Directions for this task >> Restate each entry word for word, leaving nothing out.

Supplied data >>
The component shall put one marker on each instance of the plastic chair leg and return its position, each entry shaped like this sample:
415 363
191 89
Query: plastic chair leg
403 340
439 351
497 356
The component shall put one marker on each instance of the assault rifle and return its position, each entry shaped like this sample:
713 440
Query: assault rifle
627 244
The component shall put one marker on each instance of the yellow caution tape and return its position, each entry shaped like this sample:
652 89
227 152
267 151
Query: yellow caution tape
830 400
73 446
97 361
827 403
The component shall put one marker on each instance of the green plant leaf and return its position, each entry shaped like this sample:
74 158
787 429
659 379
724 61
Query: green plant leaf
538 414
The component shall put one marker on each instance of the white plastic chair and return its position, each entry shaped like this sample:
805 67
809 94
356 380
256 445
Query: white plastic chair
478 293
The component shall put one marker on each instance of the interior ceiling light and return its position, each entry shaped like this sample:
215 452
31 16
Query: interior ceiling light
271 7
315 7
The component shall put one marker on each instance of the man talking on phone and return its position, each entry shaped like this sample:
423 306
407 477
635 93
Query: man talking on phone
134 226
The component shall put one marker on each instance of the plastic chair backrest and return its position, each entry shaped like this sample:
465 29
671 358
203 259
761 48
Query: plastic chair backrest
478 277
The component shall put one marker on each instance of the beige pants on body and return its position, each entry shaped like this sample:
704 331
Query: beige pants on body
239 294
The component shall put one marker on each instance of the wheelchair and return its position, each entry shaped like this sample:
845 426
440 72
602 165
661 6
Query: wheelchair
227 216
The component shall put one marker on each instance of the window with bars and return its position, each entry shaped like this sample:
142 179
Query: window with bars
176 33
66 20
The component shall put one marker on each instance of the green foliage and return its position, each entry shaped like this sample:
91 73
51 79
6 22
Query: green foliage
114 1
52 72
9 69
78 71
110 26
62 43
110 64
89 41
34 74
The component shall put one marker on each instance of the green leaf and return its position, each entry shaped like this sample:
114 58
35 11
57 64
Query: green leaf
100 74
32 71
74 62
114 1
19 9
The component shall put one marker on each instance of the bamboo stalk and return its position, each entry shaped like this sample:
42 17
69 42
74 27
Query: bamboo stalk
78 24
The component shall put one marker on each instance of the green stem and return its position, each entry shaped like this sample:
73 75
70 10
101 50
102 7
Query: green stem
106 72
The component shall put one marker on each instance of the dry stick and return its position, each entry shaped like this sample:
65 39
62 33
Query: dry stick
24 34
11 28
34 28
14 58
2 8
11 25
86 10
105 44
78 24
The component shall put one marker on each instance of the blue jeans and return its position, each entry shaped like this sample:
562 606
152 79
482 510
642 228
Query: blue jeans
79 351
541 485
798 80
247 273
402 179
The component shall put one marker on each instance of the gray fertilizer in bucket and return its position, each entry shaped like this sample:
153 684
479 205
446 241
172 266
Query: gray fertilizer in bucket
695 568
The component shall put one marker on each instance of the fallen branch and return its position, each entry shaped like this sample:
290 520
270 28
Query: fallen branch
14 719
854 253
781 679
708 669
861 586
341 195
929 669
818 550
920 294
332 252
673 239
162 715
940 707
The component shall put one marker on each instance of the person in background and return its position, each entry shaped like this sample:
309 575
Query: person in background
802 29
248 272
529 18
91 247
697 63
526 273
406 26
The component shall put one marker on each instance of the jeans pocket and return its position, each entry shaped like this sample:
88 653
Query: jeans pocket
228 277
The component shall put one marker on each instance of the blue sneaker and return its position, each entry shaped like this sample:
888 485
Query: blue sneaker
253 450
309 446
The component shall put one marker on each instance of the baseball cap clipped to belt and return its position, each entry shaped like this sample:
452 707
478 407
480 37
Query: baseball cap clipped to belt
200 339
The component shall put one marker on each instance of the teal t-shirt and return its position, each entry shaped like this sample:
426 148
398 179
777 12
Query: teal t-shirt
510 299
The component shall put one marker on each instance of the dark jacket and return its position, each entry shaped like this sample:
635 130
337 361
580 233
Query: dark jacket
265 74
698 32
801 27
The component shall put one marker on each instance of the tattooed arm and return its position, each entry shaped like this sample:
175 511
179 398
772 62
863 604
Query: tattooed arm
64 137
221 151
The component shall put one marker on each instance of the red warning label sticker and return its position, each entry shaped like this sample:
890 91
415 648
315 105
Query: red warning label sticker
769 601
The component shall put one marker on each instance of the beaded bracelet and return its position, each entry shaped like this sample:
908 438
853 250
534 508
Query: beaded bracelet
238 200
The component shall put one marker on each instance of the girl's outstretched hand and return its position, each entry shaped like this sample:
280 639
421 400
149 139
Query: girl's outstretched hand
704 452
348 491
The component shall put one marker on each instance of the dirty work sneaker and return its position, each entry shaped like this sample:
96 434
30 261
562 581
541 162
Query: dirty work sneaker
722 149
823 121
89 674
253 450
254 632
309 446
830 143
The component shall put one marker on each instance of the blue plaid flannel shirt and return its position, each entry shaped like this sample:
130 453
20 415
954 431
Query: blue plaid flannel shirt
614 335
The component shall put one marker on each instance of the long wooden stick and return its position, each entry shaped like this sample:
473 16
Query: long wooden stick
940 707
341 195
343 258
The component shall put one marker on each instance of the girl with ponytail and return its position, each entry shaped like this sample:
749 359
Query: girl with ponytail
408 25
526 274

Solution to this task >>
The component shall put one marker on each instance of the plastic chair leg and return its position, each entry shaped like this sample:
415 363
191 89
Query: plastic chair leg
403 340
439 351
497 356
The component shall put one marker on each instance of the assault rifle and return its position, each entry shaped like this sample:
713 440
Query: assault rifle
627 244
The component shall put one marker on each instance of the yellow caution tape and return its position, each entry shaped like this sample:
652 89
227 152
267 151
Query: yellow caution tape
830 400
73 446
97 361
827 403
The component shall put one marker on each instance of the green plant leaf and return its position, each entry shaped like this sample:
74 158
787 429
659 379
724 61
Query: green plant leaf
538 414
The component shall put one marker on each instance of the white plastic chair and return its position, each entry shaped like this sample:
805 67
809 94
356 380
256 445
Query: white plastic chair
478 293
The component shall put one marker on each instance of the interior ceiling light and return its position, each entry shaped like this sample:
215 452
31 16
Query: interior ceiling light
271 7
315 7
The component shall put one marker on each instance of the man talking on phone and return its position, each entry shaped like this sample:
423 306
407 477
635 93
Query: man talking on phone
134 226
The component shall put one marker on each instance of the plastic chair backrest and return its position, each entry shaped like this sample:
465 29
671 358
203 259
761 48
Query: plastic chair backrest
478 277
The component shall put one marker on each instance of the beige pants on body and return its position, each entry shaped like this sample:
704 331
Query: beige pants on body
239 294
The component shall put one marker on each instance of the wheelchair and return its position, each entry shaped like this sample:
845 426
440 72
602 165
661 6
Query: wheelchair
227 216
The component shall put one marker on each instance of the window with bars and return its position, each entry shaped like this sample:
142 179
Query: window with bars
176 33
66 20
The component shall put one marker on each instance of the green foliage and return its position, each entry shaped like this sample:
91 73
51 79
6 22
Query: green foliage
114 1
52 72
9 69
78 71
110 26
62 43
110 64
89 41
34 74
The component shall put one marker on each instance of the green leaf and return its position, each entry shaped like this sample:
114 58
35 11
57 64
Query: green leaf
100 74
32 71
74 62
114 1
19 9
The component shall put one marker on each instance of the bamboo stalk and return its position, each entry shaped like this sample:
42 17
69 42
74 27
Query: bamboo stalk
78 24
The component shall put one marker on each instance of the green stem and return its position, each entry shaped like this sample:
73 75
70 10
101 50
102 7
Query: green stem
106 72
The component shall put one marker on each instance of the dry stick and return its position, each entry shaped like this sample:
65 39
62 33
Query: dry stick
24 34
11 28
34 28
14 58
2 8
11 25
86 10
105 44
78 24
The component shall put one marker on each instance of the blue jeans and return its position, each entry shaped like this sample:
562 606
152 79
482 510
642 228
Query: blue jeans
79 351
541 485
798 80
247 273
402 179
The component shall put one marker on each instance of the gray fertilizer in bucket and return its position, each entry shaped like this sample:
153 684
479 205
446 241
172 266
Query: gray fertilizer in bucket
695 568
The component shall put one marker on each instance of the fallen branch and return its position, each entry shaped like this sample:
290 520
270 28
Query: fallen branch
14 719
854 253
781 679
708 669
861 586
341 195
929 669
818 550
920 294
332 252
673 239
162 715
940 707
The component shall put one marker on each instance of the person in background and return its position, each entry shaped like this sample:
309 575
Query: person in background
802 29
248 272
529 18
91 247
697 63
526 273
406 26
The component shall put one marker on each instance of the jeans pocket and return its position, each entry shaped like this sample:
88 653
Query: jeans pocket
228 277
The component shall put one marker on each instance of the blue sneaker and return its position, each entry shaped like this sample:
888 485
Query: blue sneaker
253 450
309 446
The component shall put one marker on each instance of the baseball cap clipped to belt and return its position, each entry shaped like this sample:
452 707
478 407
480 37
Query: baseball cap clipped to belt
200 339
The component shall put one marker on each instance of the teal t-shirt and return its position, each entry shaped like this sample:
426 148
398 179
777 12
Query: teal t-shirt
510 299
The component shall put one marker on each instance of the dark jacket and return its position, each entry shaped like this sample:
635 130
337 361
580 233
Query: dark jacket
265 74
698 32
801 27
The component shall put one marker on each instance of the tattooed arm and return its position, each entry shaped like this sample:
175 511
179 398
772 62
863 604
Query: tattooed arm
64 137
221 151
The component shall put one marker on each instance of the red warning label sticker and return its position, each entry shaped like this sample:
890 91
415 648
315 105
Query: red warning label sticker
769 601
The component shall put one marker on each instance of the beaded bracelet and return its position, each entry shaped like this sample:
908 438
853 250
534 508
Query: beaded bracelet
238 200
The component shall put one marker on each instance of the girl's outstretched hand and return its position, each entry shaped like this sample:
280 639
421 400
149 139
Query: girl's outstretched hand
704 452
348 491
The component shall put one marker on each instance of the dirty work sneaker and return its position, each entry shaped like this sample:
96 434
30 261
562 581
541 162
Query: dirty work sneaker
722 149
823 121
89 674
253 450
254 632
309 446
830 143
The component shall put one marker on each instance of the blue plaid flannel shirt and return its position, each entry shaped like this sample:
130 453
20 415
954 431
Query: blue plaid flannel shirt
614 335
The component shall put one marker on each instance of the long wooden stick and return its position, each entry shaped like this sample:
473 16
Query: long wooden stick
940 707
341 195
343 258
The component shall put one marker on each instance of the girl with ponytail and return its position, each entry shaped like this sample:
749 359
Query: girl with ponytail
408 25
526 274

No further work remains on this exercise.